Point annotation dataset records:
——
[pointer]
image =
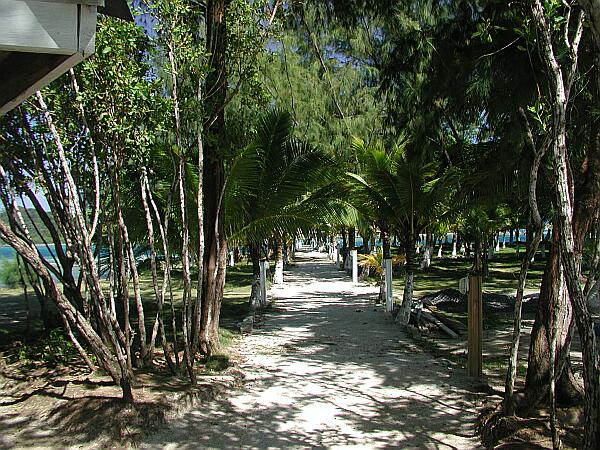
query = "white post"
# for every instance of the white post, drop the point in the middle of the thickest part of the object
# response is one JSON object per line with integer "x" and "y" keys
{"x": 278, "y": 278}
{"x": 454, "y": 242}
{"x": 389, "y": 297}
{"x": 263, "y": 282}
{"x": 354, "y": 254}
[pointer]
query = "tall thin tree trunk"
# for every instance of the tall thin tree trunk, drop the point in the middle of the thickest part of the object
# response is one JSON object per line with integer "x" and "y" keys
{"x": 537, "y": 229}
{"x": 561, "y": 84}
{"x": 159, "y": 327}
{"x": 215, "y": 255}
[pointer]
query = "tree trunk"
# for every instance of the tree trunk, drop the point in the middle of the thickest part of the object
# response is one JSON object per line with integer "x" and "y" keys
{"x": 553, "y": 292}
{"x": 538, "y": 228}
{"x": 215, "y": 251}
{"x": 561, "y": 83}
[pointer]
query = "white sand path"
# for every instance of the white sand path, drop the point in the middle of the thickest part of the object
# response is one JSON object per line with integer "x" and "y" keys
{"x": 326, "y": 370}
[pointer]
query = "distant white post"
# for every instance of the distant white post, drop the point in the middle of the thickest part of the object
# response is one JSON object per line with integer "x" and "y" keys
{"x": 263, "y": 282}
{"x": 354, "y": 254}
{"x": 389, "y": 297}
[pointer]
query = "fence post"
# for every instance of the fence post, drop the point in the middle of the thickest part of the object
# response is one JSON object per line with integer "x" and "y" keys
{"x": 354, "y": 254}
{"x": 263, "y": 282}
{"x": 389, "y": 296}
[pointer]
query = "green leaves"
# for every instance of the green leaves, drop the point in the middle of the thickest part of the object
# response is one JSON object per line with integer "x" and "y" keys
{"x": 269, "y": 190}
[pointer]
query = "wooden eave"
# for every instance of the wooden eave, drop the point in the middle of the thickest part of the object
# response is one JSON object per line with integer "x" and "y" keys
{"x": 42, "y": 39}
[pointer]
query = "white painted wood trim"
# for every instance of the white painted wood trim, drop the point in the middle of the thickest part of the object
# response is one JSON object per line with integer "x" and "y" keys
{"x": 77, "y": 2}
{"x": 51, "y": 76}
{"x": 87, "y": 30}
{"x": 38, "y": 27}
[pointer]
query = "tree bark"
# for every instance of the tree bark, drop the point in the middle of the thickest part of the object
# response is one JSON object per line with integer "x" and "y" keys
{"x": 561, "y": 84}
{"x": 553, "y": 292}
{"x": 214, "y": 178}
{"x": 278, "y": 277}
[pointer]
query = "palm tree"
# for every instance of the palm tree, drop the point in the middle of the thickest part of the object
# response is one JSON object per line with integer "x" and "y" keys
{"x": 277, "y": 188}
{"x": 406, "y": 196}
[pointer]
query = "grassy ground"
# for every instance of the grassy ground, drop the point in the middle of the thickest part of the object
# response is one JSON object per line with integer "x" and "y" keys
{"x": 17, "y": 333}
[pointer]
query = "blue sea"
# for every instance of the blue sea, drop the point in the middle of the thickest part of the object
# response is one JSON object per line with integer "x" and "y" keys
{"x": 7, "y": 254}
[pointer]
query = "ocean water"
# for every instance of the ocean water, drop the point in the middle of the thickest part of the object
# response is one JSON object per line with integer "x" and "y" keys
{"x": 7, "y": 254}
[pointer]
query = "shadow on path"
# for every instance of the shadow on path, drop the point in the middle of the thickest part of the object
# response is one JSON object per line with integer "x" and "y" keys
——
* **WHAT IS ASKED**:
Every entry above needs to be retyped exactly; drop the pictures.

* **EXERCISE RESULT**:
[pointer]
image =
query = "white post"
# for every instance of the white post, drop the point in the middle of the thickest part of the object
# response is one JSON object per line with integer "x" and "y" keys
{"x": 278, "y": 278}
{"x": 454, "y": 242}
{"x": 389, "y": 297}
{"x": 263, "y": 282}
{"x": 354, "y": 254}
[pointer]
query = "tall thin tree trunk"
# for every instance of the tall thin tree trunk, drop the point in the middle of the thickest part of the object
# response is one JSON object per line with integer "x" and "y" keys
{"x": 537, "y": 229}
{"x": 561, "y": 84}
{"x": 159, "y": 327}
{"x": 215, "y": 255}
[pointer]
query = "tree trunk"
# for every instance of the tree trunk, drop the point in the middle of the thickest part of the object
# response is one JSON object per line with integer "x" and "y" keys
{"x": 553, "y": 292}
{"x": 538, "y": 228}
{"x": 215, "y": 251}
{"x": 561, "y": 83}
[pointer]
query = "white sand path"
# for every instance of the white sand path, drop the point in the middle of the thickest part of the object
# response is one JSON object per line with integer "x" and "y" keys
{"x": 326, "y": 370}
[pointer]
query = "distant white post"
# for every instance of the distant white post, drop the point in the middle of the thickest part of the object
# response is one JSON object per line with integer "x" and "y" keys
{"x": 263, "y": 282}
{"x": 354, "y": 254}
{"x": 389, "y": 297}
[pointer]
query = "fence post"
# for every instance of the fence post, drop the point in the middle of the thickest part of the object
# response is one JSON object per line with integer "x" and "y" keys
{"x": 354, "y": 254}
{"x": 263, "y": 282}
{"x": 389, "y": 296}
[pointer]
query = "green leaves"
# for every instance of the green leaves, drop the point in the middle of the thickest part of the object
# response is one JSON object per line with integer "x" and "y" keys
{"x": 269, "y": 190}
[pointer]
query = "wooden eave"
# for every instance of the wooden eave, drop the point in the middle of the thickest part of the object
# response is one JSON object per line with integer "x" and "y" keys
{"x": 42, "y": 39}
[pointer]
query = "white painted wood trim"
# for every instance of the white painted wood trim, drop the point in the middle of the thickest part of the object
# response is one JSON object per line with integer "x" and "y" keys
{"x": 77, "y": 2}
{"x": 51, "y": 76}
{"x": 87, "y": 30}
{"x": 38, "y": 27}
[pointer]
query = "tree bark"
# for every instance of the tree bark, drop the point in the middle of the thickest part of the object
# response is one JSON object per line with integer "x" and "y" keys
{"x": 561, "y": 84}
{"x": 553, "y": 292}
{"x": 214, "y": 178}
{"x": 278, "y": 277}
[pointer]
query = "palm tree"
# for every instance of the palm tree, drop the point in the middle of the thickest part of the object
# response is one JSON object per line with integer "x" and "y" keys
{"x": 277, "y": 188}
{"x": 406, "y": 196}
[pointer]
query = "grassy ground"
# for every instance of the grassy ground, drop the point in the middle of the thickest part of the object
# response is one JSON object per line with integer "x" and "y" keys
{"x": 17, "y": 333}
[pointer]
query = "blue sea"
# for every instance of the blue sea, drop the point in the middle of the thickest part of the object
# response is one JSON object per line with integer "x" and "y" keys
{"x": 7, "y": 254}
[pointer]
query = "ocean water"
# for every instance of the ocean water, drop the point in the middle of the thickest part of the object
# response is one JSON object per line with integer "x" and "y" keys
{"x": 7, "y": 254}
[pointer]
query = "shadow on path"
# for every instance of the shadow on path, drop the point in the middle of the thickest part of the object
# response is one JSON object per line with integer "x" and "y" keys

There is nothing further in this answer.